Select every line in the rows below that contains the string "green", and copy each one. Case counts.

Saved entries:
■ ■ ■ ■ ■

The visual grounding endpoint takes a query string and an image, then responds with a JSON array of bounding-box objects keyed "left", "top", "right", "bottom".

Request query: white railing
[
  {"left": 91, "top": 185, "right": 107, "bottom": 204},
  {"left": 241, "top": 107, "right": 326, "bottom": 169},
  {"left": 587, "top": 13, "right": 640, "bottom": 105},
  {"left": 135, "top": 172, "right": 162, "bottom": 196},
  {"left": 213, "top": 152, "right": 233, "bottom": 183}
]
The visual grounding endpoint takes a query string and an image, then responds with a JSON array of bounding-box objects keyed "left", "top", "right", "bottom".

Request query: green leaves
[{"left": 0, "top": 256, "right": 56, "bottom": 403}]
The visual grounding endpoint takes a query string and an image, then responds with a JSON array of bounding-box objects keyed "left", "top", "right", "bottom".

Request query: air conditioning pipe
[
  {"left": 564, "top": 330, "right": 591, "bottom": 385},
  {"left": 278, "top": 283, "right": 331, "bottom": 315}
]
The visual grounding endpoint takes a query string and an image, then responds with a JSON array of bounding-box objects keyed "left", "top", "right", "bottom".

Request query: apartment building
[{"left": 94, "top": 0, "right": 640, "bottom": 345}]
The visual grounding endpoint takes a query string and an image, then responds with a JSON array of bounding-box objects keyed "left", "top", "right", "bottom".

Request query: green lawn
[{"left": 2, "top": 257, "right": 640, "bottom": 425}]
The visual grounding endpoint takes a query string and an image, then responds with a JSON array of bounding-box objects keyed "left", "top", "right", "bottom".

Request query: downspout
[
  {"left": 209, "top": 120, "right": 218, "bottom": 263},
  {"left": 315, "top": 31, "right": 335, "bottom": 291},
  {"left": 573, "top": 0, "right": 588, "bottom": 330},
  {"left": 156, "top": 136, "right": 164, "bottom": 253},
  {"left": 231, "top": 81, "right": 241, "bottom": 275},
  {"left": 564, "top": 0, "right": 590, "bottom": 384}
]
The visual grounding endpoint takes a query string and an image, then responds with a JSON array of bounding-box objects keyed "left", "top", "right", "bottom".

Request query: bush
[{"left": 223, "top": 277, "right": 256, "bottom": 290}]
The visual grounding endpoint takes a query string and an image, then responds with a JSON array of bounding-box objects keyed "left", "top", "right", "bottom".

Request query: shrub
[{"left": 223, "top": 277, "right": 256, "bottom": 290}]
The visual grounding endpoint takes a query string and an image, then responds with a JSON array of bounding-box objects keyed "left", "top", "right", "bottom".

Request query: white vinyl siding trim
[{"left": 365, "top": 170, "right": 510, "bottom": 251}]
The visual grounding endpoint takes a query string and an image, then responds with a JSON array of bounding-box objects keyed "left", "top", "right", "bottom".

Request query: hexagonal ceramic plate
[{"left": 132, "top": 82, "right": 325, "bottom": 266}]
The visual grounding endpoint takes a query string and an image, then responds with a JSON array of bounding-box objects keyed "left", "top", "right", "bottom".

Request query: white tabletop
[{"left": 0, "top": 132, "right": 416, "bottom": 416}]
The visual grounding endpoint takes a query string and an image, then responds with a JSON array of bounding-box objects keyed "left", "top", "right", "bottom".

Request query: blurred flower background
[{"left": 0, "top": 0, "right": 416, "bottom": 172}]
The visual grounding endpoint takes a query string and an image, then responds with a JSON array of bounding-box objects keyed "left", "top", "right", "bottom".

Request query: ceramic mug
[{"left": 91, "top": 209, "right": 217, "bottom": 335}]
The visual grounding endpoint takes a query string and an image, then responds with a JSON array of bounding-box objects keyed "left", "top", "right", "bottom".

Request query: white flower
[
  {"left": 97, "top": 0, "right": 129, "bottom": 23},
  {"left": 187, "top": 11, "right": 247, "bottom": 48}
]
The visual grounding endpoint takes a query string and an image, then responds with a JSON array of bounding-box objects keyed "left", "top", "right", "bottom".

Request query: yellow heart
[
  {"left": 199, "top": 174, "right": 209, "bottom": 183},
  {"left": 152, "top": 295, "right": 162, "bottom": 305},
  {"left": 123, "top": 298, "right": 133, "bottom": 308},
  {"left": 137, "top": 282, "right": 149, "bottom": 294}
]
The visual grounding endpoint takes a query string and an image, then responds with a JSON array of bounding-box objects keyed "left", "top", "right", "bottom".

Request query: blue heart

■ ■ ■ ■ ■

■ THE RESPONSE ■
Request query: green leaves
Request query: green lawn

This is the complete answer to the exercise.